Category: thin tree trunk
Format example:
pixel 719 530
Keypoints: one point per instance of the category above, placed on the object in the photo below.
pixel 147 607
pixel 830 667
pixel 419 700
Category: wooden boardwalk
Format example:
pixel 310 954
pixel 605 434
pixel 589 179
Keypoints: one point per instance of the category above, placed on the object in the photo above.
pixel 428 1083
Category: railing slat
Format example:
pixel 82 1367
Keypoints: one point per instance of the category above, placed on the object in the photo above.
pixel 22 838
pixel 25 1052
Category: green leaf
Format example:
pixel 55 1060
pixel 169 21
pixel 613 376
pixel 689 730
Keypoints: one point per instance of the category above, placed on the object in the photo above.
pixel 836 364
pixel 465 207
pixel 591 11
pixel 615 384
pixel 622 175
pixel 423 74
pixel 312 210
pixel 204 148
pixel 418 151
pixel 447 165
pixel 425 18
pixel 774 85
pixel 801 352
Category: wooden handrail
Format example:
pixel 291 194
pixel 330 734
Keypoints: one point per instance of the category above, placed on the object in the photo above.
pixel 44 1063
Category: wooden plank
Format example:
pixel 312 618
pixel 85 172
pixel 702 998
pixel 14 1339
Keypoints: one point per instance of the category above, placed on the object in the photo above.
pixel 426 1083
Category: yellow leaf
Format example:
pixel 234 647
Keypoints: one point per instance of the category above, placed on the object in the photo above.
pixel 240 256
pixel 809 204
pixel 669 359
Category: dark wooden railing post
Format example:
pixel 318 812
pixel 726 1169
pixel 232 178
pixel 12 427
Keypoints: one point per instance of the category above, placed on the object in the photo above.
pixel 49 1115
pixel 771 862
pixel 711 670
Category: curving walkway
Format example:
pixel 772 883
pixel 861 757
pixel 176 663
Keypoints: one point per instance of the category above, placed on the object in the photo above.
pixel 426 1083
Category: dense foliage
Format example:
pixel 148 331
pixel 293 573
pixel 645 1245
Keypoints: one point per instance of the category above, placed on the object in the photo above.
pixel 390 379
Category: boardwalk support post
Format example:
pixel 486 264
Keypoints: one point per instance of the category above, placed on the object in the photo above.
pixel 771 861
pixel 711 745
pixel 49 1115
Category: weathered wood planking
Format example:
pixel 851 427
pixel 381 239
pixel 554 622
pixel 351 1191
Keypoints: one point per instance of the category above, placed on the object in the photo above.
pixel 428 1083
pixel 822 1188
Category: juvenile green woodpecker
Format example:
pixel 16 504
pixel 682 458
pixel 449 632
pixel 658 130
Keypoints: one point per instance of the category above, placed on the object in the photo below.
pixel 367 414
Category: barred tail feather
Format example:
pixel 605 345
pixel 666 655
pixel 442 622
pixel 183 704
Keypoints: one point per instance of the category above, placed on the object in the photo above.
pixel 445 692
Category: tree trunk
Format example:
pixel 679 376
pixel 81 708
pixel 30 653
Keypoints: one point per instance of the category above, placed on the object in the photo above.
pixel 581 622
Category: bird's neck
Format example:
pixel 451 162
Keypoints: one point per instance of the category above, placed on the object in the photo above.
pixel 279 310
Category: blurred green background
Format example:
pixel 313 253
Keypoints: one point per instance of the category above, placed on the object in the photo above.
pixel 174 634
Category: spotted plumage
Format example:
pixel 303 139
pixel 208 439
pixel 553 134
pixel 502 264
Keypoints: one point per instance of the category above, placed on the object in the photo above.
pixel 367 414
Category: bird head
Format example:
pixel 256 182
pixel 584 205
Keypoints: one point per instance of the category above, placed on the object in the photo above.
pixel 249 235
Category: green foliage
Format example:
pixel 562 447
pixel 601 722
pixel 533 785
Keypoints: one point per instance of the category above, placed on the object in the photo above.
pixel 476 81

• [THE PROBLEM] Can you write out everything from the start of the material down to the line with "pixel 419 700" again, swapping "thin tree trunk" for "slender tree trunk" and leaving the rest unchanged?

• [FINISHED ANSWER]
Category: slender tree trunk
Format example:
pixel 719 530
Keypoints: one point per instance of the category above, placed on the object in the photo below.
pixel 147 607
pixel 830 667
pixel 419 700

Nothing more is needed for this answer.